— Begin Data for this exercise —
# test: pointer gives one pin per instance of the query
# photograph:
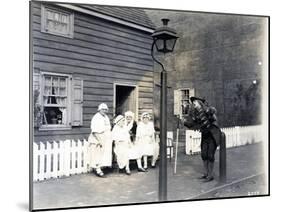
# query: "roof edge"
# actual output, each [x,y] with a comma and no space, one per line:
[106,17]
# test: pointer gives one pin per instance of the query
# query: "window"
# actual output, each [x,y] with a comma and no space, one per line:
[181,101]
[60,100]
[55,100]
[58,22]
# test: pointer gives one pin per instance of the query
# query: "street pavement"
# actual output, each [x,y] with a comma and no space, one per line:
[119,188]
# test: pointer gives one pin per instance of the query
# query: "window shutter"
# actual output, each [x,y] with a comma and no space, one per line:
[191,92]
[177,102]
[77,102]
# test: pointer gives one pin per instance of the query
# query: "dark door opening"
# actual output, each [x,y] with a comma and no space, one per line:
[125,99]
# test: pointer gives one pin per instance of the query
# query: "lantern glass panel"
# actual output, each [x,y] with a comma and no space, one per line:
[170,44]
[160,44]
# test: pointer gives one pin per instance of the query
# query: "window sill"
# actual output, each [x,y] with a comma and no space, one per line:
[54,127]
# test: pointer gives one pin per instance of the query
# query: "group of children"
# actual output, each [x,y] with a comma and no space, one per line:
[131,141]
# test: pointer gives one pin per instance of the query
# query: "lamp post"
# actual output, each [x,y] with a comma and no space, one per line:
[164,38]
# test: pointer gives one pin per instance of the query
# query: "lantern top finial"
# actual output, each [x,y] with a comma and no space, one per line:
[165,21]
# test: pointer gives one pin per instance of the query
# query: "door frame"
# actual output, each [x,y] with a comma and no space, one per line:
[137,96]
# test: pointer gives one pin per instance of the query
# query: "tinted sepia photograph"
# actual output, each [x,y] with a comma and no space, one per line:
[139,105]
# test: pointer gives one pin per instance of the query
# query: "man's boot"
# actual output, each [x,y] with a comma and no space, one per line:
[210,172]
[205,174]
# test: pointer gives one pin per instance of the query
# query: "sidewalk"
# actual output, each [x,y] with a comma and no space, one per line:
[118,188]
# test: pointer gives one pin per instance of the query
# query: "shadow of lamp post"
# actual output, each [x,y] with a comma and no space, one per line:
[164,38]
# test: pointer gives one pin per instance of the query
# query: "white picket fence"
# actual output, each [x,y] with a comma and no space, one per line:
[57,159]
[235,136]
[64,158]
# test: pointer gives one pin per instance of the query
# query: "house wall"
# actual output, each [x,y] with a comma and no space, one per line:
[101,53]
[219,56]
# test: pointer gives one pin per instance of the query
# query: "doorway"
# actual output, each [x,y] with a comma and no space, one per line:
[125,98]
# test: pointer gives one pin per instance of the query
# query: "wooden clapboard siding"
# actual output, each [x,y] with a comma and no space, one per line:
[101,53]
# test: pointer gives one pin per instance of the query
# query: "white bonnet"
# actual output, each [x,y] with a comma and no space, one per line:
[118,118]
[102,106]
[129,113]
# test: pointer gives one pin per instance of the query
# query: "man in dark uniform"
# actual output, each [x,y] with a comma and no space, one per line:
[202,117]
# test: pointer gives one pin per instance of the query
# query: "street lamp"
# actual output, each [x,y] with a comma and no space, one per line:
[164,38]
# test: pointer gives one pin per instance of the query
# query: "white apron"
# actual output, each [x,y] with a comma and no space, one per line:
[146,139]
[100,156]
[121,137]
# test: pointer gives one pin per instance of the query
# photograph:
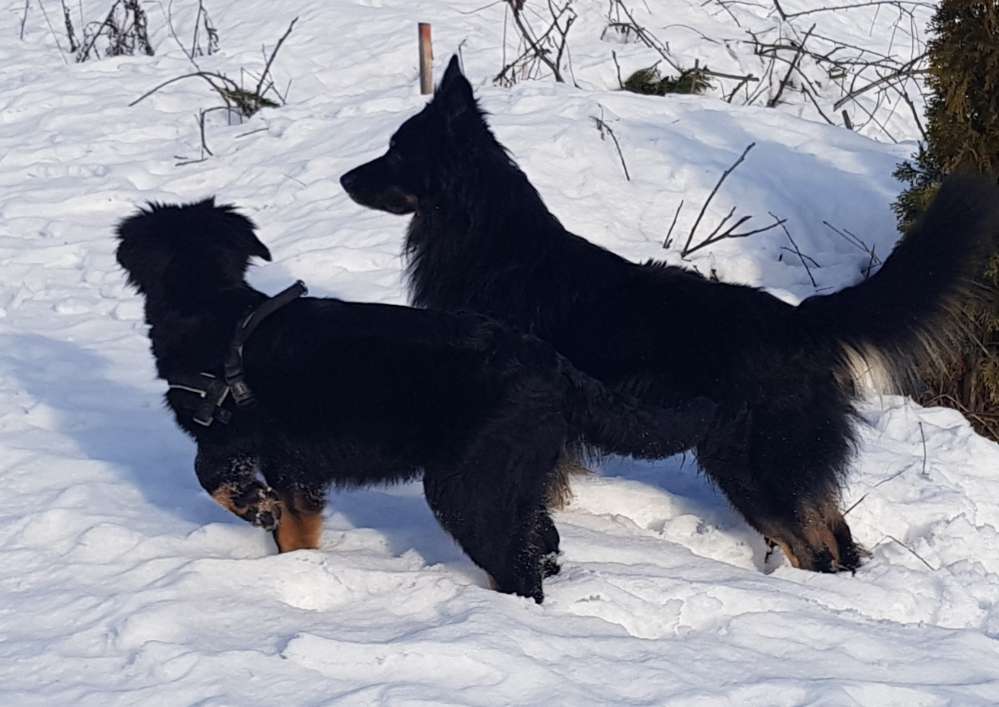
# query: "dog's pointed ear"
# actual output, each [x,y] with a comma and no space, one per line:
[260,250]
[243,233]
[454,93]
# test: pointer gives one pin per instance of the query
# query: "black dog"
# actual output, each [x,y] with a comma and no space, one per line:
[351,394]
[482,239]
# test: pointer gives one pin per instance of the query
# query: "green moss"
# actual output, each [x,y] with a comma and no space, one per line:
[650,82]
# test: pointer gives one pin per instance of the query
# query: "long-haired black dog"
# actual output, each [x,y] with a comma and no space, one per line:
[349,394]
[481,238]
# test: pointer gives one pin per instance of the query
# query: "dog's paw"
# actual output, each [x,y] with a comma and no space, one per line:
[259,505]
[549,565]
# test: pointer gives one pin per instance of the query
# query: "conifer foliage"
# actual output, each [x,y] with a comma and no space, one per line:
[962,135]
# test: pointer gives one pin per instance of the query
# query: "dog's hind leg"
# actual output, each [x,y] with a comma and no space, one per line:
[301,524]
[229,475]
[783,477]
[493,502]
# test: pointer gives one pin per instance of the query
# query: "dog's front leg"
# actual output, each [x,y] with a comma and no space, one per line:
[229,475]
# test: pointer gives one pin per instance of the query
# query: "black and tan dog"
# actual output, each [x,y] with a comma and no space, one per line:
[347,394]
[481,238]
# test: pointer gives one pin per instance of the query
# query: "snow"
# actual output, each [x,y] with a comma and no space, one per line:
[121,582]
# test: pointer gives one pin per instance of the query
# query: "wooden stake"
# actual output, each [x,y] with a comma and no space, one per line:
[426,60]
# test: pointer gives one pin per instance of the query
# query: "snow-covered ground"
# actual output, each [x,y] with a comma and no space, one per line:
[120,580]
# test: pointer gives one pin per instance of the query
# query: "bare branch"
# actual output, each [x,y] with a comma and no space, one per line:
[704,207]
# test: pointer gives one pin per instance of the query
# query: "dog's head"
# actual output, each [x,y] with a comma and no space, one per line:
[411,169]
[173,249]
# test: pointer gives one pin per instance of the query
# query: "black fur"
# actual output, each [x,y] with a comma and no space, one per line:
[352,394]
[481,238]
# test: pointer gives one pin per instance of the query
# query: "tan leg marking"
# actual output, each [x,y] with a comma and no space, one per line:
[299,529]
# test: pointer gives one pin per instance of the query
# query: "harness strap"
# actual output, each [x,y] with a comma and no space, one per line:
[235,376]
[213,391]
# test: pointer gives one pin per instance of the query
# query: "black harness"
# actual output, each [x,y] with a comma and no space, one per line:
[214,391]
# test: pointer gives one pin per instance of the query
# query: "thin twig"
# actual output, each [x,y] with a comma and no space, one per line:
[794,65]
[871,3]
[704,206]
[797,250]
[270,60]
[601,126]
[24,18]
[668,241]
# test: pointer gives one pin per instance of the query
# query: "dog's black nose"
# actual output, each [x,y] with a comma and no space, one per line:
[349,180]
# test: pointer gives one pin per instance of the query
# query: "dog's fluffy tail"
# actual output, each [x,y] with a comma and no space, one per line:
[615,423]
[910,312]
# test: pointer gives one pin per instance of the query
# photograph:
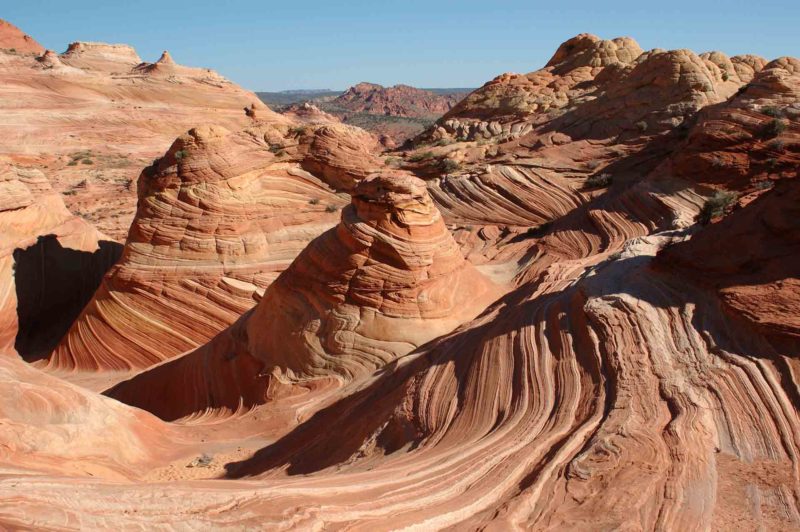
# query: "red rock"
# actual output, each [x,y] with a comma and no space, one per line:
[219,217]
[12,38]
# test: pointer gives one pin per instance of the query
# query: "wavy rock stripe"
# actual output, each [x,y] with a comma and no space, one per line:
[219,217]
[523,420]
[386,280]
[50,263]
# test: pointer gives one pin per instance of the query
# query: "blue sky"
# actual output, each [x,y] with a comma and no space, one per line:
[266,45]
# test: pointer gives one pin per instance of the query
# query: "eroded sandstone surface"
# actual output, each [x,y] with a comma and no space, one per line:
[571,304]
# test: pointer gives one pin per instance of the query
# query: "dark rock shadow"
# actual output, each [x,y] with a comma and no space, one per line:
[53,284]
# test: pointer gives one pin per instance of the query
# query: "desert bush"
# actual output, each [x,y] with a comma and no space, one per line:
[774,128]
[718,162]
[716,206]
[598,181]
[776,145]
[449,165]
[419,157]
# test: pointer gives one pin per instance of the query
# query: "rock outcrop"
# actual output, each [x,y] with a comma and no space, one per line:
[97,115]
[633,365]
[386,280]
[51,262]
[220,215]
[12,38]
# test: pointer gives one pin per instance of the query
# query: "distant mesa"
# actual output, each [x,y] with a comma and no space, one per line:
[12,38]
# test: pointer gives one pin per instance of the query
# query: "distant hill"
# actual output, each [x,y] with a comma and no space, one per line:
[285,98]
[396,113]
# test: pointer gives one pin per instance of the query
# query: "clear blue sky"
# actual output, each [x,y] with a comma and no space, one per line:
[267,45]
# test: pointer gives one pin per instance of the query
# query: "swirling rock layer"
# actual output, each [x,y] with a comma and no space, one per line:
[386,280]
[640,373]
[97,114]
[219,217]
[51,262]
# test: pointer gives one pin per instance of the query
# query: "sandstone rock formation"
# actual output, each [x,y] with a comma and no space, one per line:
[51,262]
[387,279]
[639,370]
[12,38]
[219,217]
[97,114]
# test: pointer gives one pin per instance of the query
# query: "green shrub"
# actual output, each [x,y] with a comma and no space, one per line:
[716,206]
[419,157]
[449,165]
[774,128]
[776,145]
[718,162]
[598,181]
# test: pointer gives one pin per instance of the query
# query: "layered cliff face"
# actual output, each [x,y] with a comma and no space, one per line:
[220,215]
[12,38]
[96,114]
[384,281]
[637,370]
[751,259]
[51,262]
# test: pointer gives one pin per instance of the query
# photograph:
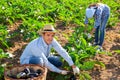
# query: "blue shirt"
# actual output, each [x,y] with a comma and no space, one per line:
[101,11]
[39,48]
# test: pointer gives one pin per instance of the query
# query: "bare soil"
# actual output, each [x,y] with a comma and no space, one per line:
[111,43]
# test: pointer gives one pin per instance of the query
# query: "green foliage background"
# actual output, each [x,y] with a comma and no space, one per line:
[34,14]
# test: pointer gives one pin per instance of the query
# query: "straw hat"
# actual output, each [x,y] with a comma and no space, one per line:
[47,28]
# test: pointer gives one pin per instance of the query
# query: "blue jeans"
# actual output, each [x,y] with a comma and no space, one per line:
[55,60]
[100,31]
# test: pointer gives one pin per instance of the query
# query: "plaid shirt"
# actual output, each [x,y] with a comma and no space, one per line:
[40,49]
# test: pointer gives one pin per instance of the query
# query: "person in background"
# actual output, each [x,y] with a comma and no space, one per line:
[38,52]
[101,13]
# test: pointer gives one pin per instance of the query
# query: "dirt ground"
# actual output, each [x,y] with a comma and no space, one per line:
[111,43]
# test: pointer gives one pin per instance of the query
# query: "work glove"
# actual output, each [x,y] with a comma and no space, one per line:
[76,70]
[64,72]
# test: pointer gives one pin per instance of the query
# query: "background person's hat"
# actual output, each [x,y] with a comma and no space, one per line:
[90,12]
[47,28]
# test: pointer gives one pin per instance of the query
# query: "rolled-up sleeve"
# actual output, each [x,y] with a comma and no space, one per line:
[47,64]
[62,52]
[86,20]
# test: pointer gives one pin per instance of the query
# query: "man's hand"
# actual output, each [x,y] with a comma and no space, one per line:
[75,69]
[64,72]
[89,35]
— End Data for this exercise —
** Problem to work on **
Pick out every line in the rows above that contains the string "person". Matches must have the same uppercase and lowercase letters.

** Response to the exercise **
# query: "person in background"
# query: "background person's hat"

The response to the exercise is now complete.